(Shape boundary entries)
====
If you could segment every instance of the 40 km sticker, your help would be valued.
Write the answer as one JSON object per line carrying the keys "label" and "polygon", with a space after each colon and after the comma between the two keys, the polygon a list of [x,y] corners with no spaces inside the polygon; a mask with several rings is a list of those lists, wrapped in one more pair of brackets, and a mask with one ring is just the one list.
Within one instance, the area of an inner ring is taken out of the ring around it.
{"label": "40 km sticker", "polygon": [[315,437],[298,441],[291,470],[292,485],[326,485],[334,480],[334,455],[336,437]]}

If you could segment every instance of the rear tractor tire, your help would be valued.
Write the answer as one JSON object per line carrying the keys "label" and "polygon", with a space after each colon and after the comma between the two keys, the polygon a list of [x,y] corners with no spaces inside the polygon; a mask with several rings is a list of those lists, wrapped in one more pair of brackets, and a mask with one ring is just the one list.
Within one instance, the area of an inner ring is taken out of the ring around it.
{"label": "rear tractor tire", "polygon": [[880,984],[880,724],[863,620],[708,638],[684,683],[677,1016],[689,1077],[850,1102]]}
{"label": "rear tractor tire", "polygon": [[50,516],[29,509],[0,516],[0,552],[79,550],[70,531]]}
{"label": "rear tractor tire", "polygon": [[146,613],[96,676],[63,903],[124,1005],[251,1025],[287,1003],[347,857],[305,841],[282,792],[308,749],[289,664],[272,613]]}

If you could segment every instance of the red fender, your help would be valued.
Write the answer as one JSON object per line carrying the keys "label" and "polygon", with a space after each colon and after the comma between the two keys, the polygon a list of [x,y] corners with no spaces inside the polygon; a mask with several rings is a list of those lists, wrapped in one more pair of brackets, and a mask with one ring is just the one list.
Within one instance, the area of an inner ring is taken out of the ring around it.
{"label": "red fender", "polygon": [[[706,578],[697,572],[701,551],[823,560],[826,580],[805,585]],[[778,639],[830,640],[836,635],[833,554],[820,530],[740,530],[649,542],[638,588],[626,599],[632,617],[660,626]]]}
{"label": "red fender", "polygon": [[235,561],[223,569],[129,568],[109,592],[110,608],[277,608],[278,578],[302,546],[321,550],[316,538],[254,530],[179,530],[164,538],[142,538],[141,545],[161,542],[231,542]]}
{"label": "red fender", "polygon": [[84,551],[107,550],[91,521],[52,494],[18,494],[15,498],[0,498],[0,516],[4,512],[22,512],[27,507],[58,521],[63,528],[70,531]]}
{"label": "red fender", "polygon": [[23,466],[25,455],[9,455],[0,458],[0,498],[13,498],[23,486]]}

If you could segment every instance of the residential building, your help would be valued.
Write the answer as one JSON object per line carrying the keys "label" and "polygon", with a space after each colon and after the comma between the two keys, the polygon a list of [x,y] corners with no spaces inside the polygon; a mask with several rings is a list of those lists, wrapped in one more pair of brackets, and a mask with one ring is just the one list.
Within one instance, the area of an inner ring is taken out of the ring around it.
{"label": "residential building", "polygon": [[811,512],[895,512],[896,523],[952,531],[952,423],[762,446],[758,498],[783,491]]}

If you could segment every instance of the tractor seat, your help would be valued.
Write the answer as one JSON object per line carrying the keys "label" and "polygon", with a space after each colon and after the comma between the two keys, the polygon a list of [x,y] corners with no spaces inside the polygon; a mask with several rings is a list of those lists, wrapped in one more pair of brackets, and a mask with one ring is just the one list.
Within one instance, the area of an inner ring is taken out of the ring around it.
====
Pick out every line above that contains the string "could" and copy those lines, matching the capitalization exactly.

If you could segment every instance of the 40 km sticker, your help would be valued.
If you could segment every instance of the rear tractor tire, your help would be valued.
If you could segment every instance of the red fender, your help would be valued.
If you could segment every instance of the residential building, your help would be valued.
If you could segment every instance of the tractor seat, your help would be valued.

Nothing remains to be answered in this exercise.